## Texte du document

▬▬▬▬▬▬▬▬▬▬

Il y a une semaine, la presse européenne chantait les louanges de l’Union européenne (UE) en tant que lauréat du Prix Nobel...
Il y a une semaine, la presse européenne chantait les louanges de
l’Union européenne (UE) en tant que lauréat du Prix Nobel de la Paix de
cette année. Dans le même temps, des diplomates de haut rang étaient en
train de planifier une nouvelle intervention militaire impérialiste en
Afrique. La chef de la diplomatie européenne, Catherin Ashton, a été
chargée de présenter d’ici 30 jours un plan pour une « mission au Mali
».
Selon des déclarations de diplomates européens, une telle mission
implique le déploiement de 150 experts militaires européens pour former
sur une période de quatre à six mois les troupes maliennes et
africaines. L’EUTM (European Union Training Mission) qui forme depuis
mai 2010 les soldats somaliens en Ouganda sert de modèle pour une telle
opération. Une décision finale sur le genre d’engagement militaire sera
prise le 19 novembre.

▬▬▬▬▬▬▬▬▬▬

## Énoncé écrit
D'après le texte sur la mission européenne au Mali, combien d'experts militaires européens cette mission prévoit-elle de déployer ?

## Entrées extraites
▬▬▬▬▬▬▬▬▬▬

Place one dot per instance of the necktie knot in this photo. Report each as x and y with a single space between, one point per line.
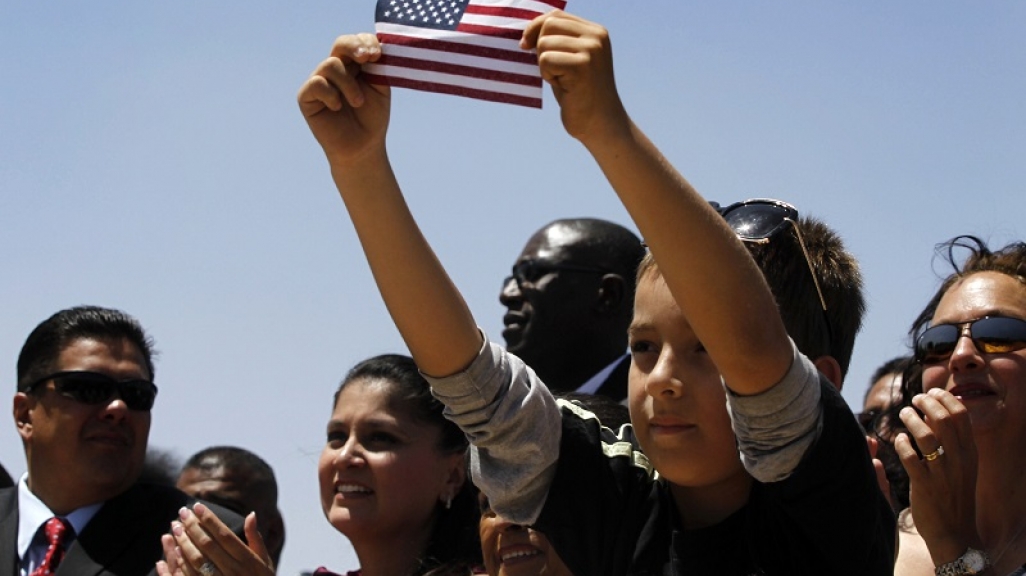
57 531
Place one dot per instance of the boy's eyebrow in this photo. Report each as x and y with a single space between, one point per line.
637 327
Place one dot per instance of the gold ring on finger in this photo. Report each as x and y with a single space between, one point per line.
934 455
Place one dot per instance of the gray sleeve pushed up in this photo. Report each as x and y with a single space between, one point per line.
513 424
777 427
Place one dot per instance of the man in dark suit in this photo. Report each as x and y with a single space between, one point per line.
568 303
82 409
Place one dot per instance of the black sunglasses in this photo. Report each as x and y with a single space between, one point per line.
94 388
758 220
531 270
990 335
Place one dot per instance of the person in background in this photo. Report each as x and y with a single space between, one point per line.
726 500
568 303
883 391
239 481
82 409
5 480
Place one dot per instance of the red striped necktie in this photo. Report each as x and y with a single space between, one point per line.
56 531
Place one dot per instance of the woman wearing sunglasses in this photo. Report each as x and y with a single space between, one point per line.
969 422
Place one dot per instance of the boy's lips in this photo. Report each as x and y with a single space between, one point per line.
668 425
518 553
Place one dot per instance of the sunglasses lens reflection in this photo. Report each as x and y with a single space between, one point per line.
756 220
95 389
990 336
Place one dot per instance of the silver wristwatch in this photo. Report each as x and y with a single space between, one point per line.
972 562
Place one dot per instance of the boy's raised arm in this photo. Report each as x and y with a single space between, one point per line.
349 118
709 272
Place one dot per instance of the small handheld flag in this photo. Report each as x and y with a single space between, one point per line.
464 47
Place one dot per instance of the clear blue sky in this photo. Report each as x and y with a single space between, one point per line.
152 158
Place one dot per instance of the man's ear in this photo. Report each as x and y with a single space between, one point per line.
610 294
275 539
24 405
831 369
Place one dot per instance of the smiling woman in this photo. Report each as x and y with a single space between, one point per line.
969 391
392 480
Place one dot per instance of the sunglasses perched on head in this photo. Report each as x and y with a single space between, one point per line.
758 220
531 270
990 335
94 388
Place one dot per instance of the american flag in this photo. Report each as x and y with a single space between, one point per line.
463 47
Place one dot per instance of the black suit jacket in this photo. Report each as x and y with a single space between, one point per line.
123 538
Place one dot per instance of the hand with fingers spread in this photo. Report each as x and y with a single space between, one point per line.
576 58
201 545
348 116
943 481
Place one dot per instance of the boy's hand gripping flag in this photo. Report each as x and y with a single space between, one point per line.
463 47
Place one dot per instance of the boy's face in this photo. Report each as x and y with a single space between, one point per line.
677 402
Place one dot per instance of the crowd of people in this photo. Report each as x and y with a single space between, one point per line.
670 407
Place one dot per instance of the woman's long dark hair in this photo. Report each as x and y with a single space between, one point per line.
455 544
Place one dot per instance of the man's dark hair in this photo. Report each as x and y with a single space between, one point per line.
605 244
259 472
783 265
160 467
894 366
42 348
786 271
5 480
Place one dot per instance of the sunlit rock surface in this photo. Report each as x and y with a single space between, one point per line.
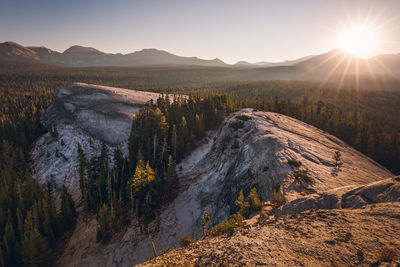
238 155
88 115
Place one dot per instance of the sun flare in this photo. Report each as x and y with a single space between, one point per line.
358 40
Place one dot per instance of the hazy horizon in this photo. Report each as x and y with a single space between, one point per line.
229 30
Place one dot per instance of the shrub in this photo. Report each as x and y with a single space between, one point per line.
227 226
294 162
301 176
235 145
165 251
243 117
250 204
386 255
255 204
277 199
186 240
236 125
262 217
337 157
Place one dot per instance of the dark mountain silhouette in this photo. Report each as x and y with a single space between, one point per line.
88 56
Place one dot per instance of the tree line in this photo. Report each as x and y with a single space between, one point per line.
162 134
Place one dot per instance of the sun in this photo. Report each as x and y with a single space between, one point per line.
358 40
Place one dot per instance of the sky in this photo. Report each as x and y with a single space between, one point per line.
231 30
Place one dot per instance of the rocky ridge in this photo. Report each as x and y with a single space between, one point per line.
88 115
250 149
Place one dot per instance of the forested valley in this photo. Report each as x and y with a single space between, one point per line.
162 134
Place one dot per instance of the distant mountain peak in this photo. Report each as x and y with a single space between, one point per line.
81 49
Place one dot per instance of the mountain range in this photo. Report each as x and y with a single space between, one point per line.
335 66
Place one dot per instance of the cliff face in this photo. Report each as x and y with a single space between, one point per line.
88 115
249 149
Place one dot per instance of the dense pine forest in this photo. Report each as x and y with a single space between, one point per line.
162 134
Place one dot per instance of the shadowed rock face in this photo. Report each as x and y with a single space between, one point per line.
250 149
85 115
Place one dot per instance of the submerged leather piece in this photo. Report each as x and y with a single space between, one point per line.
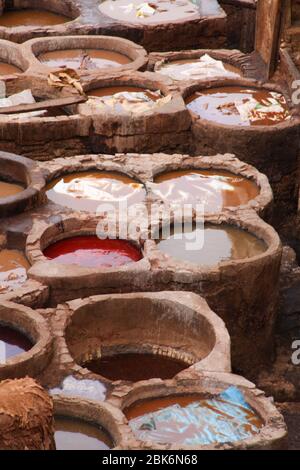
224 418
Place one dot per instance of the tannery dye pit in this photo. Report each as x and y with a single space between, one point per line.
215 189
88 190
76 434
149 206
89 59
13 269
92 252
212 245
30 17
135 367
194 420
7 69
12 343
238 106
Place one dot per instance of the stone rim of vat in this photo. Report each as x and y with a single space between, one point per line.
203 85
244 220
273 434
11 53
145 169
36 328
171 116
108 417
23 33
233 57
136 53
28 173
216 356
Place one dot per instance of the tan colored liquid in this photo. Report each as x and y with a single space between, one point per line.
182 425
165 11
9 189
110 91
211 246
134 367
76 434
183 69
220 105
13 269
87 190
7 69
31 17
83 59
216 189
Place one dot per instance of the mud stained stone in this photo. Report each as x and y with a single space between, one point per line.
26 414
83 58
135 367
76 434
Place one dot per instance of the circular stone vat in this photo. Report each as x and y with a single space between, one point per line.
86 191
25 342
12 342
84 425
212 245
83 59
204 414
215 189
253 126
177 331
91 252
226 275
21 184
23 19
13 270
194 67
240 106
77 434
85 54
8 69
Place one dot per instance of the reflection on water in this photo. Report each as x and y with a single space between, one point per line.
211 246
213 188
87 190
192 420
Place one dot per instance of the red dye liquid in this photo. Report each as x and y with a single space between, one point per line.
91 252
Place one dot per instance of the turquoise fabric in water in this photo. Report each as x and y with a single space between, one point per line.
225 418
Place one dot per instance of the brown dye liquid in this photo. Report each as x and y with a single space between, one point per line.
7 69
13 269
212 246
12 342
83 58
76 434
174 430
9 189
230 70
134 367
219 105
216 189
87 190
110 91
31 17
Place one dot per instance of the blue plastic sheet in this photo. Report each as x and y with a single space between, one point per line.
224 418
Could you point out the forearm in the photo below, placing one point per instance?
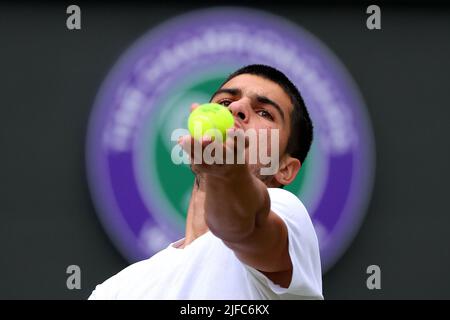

▬▬▬▬▬▬▬▬▬▬

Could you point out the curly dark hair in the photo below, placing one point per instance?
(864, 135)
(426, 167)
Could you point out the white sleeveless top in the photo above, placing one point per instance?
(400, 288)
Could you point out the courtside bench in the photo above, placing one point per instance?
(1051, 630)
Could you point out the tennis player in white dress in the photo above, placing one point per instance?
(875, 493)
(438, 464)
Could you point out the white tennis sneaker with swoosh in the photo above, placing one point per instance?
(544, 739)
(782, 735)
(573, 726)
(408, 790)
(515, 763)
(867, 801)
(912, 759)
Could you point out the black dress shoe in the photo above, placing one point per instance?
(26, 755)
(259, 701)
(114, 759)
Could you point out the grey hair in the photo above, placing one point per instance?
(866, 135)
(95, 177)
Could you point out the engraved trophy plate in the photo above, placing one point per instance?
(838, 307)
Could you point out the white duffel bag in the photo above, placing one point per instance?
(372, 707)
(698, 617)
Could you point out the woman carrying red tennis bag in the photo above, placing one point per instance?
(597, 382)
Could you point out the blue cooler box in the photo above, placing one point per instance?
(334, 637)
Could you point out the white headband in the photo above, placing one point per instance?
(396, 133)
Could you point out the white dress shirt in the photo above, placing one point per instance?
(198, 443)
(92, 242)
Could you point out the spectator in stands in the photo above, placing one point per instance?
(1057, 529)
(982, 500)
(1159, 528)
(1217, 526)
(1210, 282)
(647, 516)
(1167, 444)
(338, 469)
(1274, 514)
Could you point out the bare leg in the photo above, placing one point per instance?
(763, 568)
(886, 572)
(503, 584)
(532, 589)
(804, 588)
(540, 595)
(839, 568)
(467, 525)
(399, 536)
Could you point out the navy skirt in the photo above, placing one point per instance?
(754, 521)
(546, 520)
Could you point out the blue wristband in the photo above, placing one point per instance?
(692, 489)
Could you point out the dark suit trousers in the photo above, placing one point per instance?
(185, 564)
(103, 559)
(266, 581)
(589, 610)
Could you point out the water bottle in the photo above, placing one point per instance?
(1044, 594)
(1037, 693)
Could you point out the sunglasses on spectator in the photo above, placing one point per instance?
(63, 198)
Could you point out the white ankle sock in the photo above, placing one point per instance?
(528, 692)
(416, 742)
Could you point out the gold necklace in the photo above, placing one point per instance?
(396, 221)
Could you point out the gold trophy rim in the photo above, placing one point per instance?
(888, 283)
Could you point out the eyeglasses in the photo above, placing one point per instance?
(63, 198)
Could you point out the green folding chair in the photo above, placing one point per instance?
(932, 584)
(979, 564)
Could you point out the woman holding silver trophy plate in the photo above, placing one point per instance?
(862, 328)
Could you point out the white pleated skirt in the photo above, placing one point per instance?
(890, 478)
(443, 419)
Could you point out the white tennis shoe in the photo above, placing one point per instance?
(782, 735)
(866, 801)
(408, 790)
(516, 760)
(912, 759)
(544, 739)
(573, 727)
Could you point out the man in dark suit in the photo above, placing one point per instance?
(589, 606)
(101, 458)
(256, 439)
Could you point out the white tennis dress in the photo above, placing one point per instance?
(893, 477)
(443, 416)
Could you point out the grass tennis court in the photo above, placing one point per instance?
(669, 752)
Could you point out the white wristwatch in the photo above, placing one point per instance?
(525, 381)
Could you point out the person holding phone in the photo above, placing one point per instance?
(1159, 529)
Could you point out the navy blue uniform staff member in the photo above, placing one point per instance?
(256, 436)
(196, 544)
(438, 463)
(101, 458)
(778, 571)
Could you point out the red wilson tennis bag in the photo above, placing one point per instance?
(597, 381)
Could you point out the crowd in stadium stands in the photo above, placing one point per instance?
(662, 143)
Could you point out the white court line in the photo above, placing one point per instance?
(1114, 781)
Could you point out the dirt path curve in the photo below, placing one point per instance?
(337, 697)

▬▬▬▬▬▬▬▬▬▬

## Solution rédigée
Elle prévoit le déploiement de 150 experts militaires européens.